Dominique Potier intervenant à l'Assemblée nationale française, le 8 novembre 2017. (Photo: Assemblée nationale)

Le député de Meurthe-et-Moselle Dominique Potier est à l’origine de la loi française de 2017 sur le devoir de vigilance des multinationales. Il a expliqué l’intérêt et le fonctionnement de ce texte lors d’un débat pour les élections européennes, à Remerschen, vendredi.

En mars 2017, la France s’est dotée d’une loi relative «au devoir de vigilance des sociétés mères et des entreprises donneuses d’ordre». Ce texte responsabilise les maisons mères des multinationales sur les mauvaises pratiques de leurs filières et sous-traitants étrangers. Concrètement, un grand groupe dont le siège est établi en France peut désormais y être poursuivi si l’une de ses filiales située par exemple en Afrique ne respecte pas les lois sociales ou détériore l’environnement.

Ce texte avait été porté par Dominique Potier, député socialiste de la 5e circonscription de Meurthe-et-Moselle. Vendredi, l’élu français était à Remerschen pour introduire un débat sur le devoir de vigilance des multinationales, dans le cadre d’un débat opposant des candidats luxembourgeois, français et allemands aux élections européennes du 26 mai .

Données sources.

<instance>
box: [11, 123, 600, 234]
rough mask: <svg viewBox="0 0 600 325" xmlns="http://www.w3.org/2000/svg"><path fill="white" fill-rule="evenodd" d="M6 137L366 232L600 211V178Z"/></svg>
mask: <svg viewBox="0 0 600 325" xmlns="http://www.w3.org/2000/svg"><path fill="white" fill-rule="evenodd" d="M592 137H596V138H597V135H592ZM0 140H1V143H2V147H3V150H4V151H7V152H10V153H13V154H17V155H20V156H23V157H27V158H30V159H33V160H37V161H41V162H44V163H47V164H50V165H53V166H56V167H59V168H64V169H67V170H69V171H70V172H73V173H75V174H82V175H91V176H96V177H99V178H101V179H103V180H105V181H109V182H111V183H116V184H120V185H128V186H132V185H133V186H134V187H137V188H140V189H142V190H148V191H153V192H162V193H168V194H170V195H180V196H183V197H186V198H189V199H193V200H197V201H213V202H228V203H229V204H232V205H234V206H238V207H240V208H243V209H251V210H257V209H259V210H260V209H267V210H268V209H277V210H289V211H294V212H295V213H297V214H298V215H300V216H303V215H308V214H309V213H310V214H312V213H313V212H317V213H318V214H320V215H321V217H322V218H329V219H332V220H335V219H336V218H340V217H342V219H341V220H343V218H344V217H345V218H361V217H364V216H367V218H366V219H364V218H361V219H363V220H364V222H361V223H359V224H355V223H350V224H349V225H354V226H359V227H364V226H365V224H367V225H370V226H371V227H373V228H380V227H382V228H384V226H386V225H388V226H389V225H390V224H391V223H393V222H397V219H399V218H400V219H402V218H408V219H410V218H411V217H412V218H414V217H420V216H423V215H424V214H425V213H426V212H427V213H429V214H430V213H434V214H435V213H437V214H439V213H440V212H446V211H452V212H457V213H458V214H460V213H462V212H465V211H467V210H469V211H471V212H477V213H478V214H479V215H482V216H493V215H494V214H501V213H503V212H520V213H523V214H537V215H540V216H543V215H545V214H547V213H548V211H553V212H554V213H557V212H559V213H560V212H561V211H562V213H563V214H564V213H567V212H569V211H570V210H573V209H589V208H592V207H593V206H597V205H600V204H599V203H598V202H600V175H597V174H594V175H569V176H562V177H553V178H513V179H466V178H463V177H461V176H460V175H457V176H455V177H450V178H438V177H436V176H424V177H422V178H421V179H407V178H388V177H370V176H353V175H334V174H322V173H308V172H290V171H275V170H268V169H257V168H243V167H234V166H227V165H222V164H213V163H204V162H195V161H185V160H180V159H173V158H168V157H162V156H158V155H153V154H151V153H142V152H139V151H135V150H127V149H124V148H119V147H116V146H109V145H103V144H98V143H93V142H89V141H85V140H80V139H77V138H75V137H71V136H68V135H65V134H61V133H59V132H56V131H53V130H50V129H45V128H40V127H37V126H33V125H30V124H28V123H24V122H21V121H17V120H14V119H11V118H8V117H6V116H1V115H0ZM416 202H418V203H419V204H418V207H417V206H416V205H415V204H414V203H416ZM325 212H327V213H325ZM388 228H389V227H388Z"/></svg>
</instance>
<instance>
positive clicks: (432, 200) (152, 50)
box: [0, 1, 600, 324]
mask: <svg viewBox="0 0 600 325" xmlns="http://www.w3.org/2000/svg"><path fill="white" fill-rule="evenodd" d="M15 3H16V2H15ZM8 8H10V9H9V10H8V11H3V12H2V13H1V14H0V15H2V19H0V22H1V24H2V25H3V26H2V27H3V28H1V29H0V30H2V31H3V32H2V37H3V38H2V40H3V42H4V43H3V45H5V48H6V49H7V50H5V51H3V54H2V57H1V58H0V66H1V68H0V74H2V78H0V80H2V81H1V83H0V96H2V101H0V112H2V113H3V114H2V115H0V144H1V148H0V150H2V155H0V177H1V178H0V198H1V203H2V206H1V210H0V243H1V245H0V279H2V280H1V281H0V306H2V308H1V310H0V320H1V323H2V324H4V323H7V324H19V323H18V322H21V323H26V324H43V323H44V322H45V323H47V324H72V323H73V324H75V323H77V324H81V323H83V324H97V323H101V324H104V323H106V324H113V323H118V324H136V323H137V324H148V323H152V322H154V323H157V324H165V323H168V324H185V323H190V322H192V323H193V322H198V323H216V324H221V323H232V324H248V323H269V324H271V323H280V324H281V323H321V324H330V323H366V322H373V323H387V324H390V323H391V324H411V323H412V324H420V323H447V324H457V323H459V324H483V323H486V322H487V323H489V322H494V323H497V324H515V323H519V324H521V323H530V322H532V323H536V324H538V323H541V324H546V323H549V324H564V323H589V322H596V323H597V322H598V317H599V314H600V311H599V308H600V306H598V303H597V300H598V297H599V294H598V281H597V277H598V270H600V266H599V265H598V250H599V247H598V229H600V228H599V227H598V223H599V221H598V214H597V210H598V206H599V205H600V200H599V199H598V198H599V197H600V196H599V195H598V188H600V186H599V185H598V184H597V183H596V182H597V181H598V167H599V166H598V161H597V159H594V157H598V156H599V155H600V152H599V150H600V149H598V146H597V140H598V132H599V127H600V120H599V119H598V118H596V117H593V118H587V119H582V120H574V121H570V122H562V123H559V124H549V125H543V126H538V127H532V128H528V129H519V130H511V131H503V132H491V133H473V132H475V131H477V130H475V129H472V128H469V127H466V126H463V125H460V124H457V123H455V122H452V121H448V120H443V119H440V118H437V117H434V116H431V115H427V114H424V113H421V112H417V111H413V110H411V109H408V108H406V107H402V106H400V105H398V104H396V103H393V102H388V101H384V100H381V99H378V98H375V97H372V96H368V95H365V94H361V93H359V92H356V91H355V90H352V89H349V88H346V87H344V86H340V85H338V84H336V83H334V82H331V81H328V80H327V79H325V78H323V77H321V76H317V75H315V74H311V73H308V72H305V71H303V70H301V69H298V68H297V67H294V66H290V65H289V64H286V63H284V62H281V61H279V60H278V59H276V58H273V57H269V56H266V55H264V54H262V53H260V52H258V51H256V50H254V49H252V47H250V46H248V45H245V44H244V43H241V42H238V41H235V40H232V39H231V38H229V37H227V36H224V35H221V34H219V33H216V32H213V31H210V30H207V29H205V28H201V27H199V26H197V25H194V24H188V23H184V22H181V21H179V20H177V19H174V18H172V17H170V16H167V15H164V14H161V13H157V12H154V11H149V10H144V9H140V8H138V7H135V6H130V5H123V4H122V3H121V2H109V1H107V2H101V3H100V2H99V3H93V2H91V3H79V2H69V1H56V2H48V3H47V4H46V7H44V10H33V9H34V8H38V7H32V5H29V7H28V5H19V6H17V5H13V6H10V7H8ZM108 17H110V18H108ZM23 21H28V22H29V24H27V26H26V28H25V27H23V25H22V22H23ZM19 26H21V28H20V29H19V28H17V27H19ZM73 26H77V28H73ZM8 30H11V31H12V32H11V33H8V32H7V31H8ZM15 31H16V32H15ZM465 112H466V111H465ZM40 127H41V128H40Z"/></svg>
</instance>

Consigne 1.
Répondez à ces questions sur l'article sur le devoir de vigilance :
(a) En quel mois et quelle année la France s'est-elle dotée de la loi relative au devoir de vigilance ?
(b) Quelle circonscription Dominique Potier représente-t-il ?
(c) À quelle date se tiennent les élections européennes évoquées ?
Consigne 2. Recopiez fidèlement l'article sur le devoir de vigilance, depuis « Le député de » jusqu'à « ou détériore l’environnement. » inclus.
Consigne 3. Prolongez l'article sur le devoir de vigilance à la suite de sa dernière phrase.
Les enregistrements n'ont aucun rapport avec l'article sur le devoir de vigilance.

Réponse attendue 1.
(a) En mars 2017.
(b) La 5e circonscription de Meurthe-et-Moselle.
(c) Le 26 mai.

Réponse attendue 2.
Le député de Meurthe-et-Moselle Dominique Potier est à l’origine de la loi française de 2017 sur le devoir de vigilance des multinationales. Il a expliqué l’intérêt et le fonctionnement de ce texte lors d’un débat pour les élections européennes, à Remerschen, vendredi.

En mars 2017, la France s’est dotée d’une loi relative «au devoir de vigilance des sociétés mères et des entreprises donneuses d’ordre». Ce texte responsabilise les maisons mères des multinationales sur les mauvaises pratiques de leurs filières et sous-traitants étrangers. Concrètement, un grand groupe dont le siège est établi en France peut désormais y être poursuivi si l’une de ses filiales située par exemple en Afrique ne respecte pas les lois sociales ou détériore l’environnement.

Réponse attendue 3.
Le sujet mobilise également au Luxembourg,  13 organisations de la société civile luxembourgeoise ayant créé, début 2018, une «Initiative pour un devoir de vigilance au Luxembourg», plaidant pour l’adoption d’une législation équivalente au Grand-Duché. Dans un entretien avec Le Quotidien, Dominique Potier explique en quoi une telle loi peut, selon lui,  mener le fonctionnement de l’économie vers d’avantage d’éthique.

Comment est née l’idée de créer une loi sur le devoir de vigilance des multinationales?

Dominique Potier : Le projet est né en 2012 et il est le fruit d’un travail commun. Nous avons d’abord commencé à travailler avec des ONG, puis des syndicats nous ont rejoints et finalement des universitaires. Nous avons lutté ensemble pour réformer le modèle économique. Je pense qu’une des causes des malheurs observés dans le monde vient de la séparation juridique entre les maisons mères et leurs filiales. Cela génère de l’irresponsabilité éthique, par rapport tant aux droits humains qu’à l’environnement.

Ces problèmes ne sont pas neufs. Pourquoi maintenant?

Il y a une accélération des prises de conscience par rapport à la mondialisation. On assiste aussi à la naissance de superpuissances économiques, des multinationales, dont le pouvoir de décision est de plus en plus important. La société civile prend conscience de ce problème et s’est mobilisée pour de nouveaux droits.

Des droits dont tout le monde ne veut pas. Vous avez bataillé quatre ans pour y arriver et fait face à un lobbying intense. Qui faisait pression et qui était visé?

Ce sont les multinationales qui faisaient pression sur le gouvernement français comme elles font aujourd’hui pression sur la Commission européenne pour essayer de limiter son action dans ce domaine.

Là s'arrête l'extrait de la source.